EXCERPT:
You have to use a regex that knows how to match tags.
Procedure:
Make 2 replace all passes on the source. You'll need a callback to replace the spaces with underscores.
The first, ID will be explained, the NAME is the second pass (procedure is the same).
<a(?=\s)(?=((?:[^>"']|"[^"]*"|'[^']*')*?\sid\s*=\s*)(?:(['"])([\S\s]*?)\2)((?:"[\S\s]*?"|'[\S\s]*?'|[^>]*?)*?>))\s+(?:"[\S\s]*?"|'[\S\s]*?'|[^>]*?)+>
is the replace dall regex for the ID
Explained
# Begin Anchor tag
< a
(?= \s )
(?= # Asserttion (a pseudo atomic group)
( # (1 start), Up to ID attribute
(?: [^>"'] | " [^"]* " | ' [^']* ' )*?
\s id \s* = \s*
) # (1 end)
(?:
( ['"] ) # (2), Quote
( [\S\s]*? ) # (3), ID Value
\2
)
( # (4 start), After ID attribute
(?: " [\S\s]*? " | ' [\S\s]*? ' | [^>]*? )*?
>
) # (4 end)
)
# Have the ID, just match the rest of tag
\s+
(?: " [\S\s]*? " | ' [\S\s]*? ' | [^>]*? )+
> # End Anchor tag
Inside the callback, the groups will be joined together to form the replacement
like so.

RECORDED DATA:
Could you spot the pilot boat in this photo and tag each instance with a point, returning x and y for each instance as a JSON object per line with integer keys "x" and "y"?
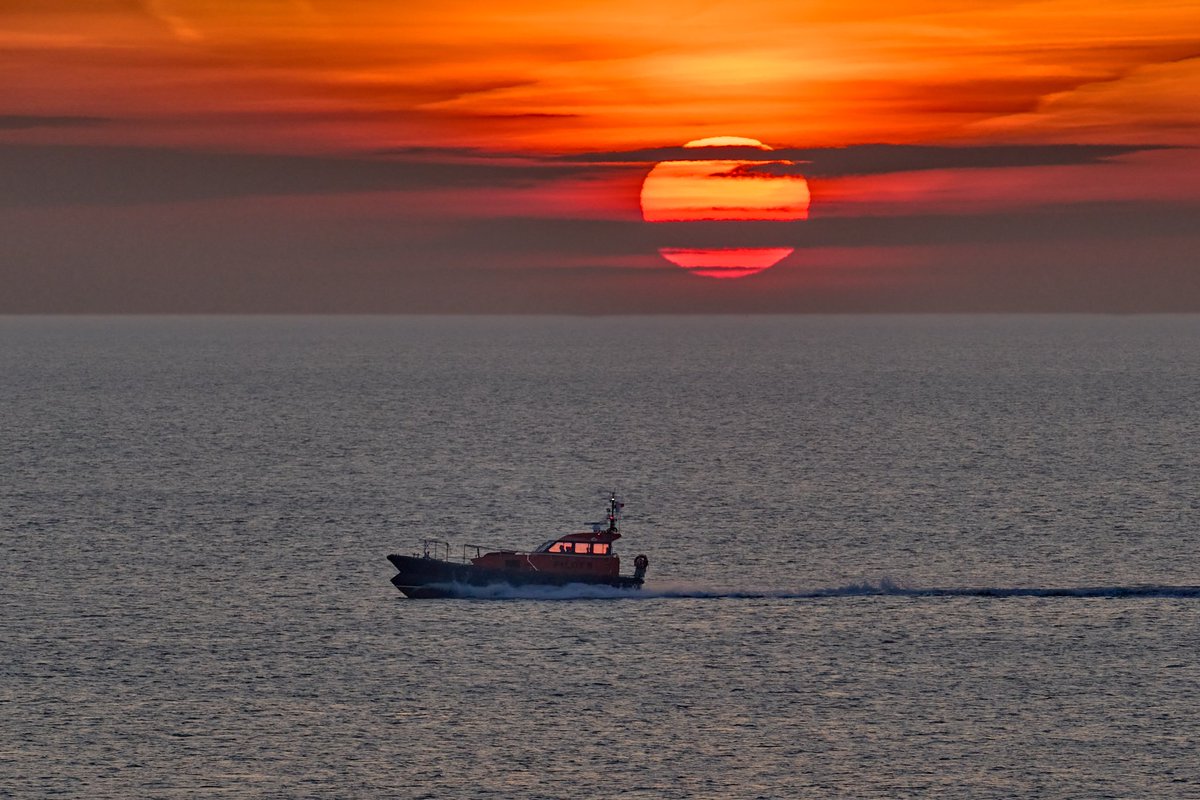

BRIEF 1: Name each numbered capture group that the regex answer labels in its commented breakdown, together with the label it gives that group.
BRIEF 2:
Answer these from the regex answer:
(a) How many replace-all passes should be made on the source?
(b) What should the spaces be replaced with?
(c) Which attribute does the second pass handle?
BRIEF 3: From the regex answer, write out everything from "You have to" down to "is the same).".

EXPECTED OUTPUT 1:
(1) Up to ID attribute
(2) Quote
(3) ID Value
(4) After ID attribute

EXPECTED OUTPUT 2:
(a) Two.
(b) Underscores.
(c) NAME.

EXPECTED OUTPUT 3:
You have to use a regex that knows how to match tags.
Procedure:
Make 2 replace all passes on the source. You'll need a callback to replace the spaces with underscores.
The first, ID will be explained, the NAME is the second pass (procedure is the same).